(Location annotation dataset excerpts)
——

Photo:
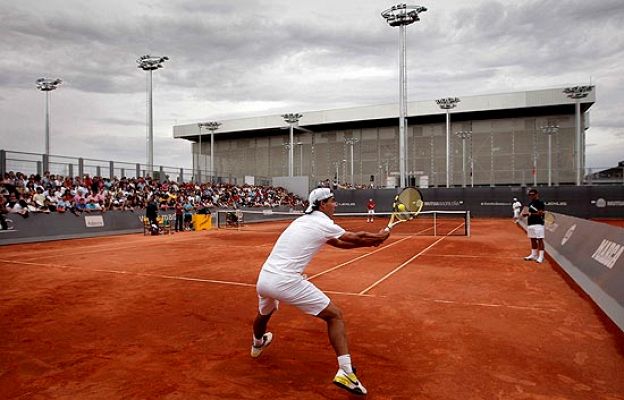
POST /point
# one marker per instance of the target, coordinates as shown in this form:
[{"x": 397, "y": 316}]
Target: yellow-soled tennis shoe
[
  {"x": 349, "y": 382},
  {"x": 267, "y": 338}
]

——

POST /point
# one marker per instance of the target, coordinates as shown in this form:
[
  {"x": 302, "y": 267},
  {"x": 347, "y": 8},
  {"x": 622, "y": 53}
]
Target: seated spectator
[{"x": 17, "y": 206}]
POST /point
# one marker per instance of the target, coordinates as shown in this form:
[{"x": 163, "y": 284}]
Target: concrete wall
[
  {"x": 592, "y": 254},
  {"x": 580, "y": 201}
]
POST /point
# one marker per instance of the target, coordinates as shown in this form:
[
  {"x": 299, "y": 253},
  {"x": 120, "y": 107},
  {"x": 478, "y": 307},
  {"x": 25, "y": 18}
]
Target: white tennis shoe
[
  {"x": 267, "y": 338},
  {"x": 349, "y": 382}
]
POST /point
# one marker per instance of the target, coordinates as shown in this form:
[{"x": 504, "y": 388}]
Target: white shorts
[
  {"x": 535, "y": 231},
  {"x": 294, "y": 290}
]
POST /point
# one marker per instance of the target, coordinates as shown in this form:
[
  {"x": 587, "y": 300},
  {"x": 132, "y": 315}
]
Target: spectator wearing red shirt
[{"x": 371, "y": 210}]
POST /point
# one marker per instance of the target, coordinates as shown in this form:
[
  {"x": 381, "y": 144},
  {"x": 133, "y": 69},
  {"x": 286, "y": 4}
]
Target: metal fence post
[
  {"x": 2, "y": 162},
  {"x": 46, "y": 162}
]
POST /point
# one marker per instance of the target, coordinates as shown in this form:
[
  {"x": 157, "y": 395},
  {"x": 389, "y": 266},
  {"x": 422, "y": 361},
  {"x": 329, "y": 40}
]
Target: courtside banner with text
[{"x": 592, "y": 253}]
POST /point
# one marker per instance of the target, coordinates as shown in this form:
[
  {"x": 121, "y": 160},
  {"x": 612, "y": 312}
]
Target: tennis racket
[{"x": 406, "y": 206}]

——

[Task] Count the lines above that contain the string "tennis", treating uppercase and lowercase as distinct, and give only the number.

[Expected answer] 3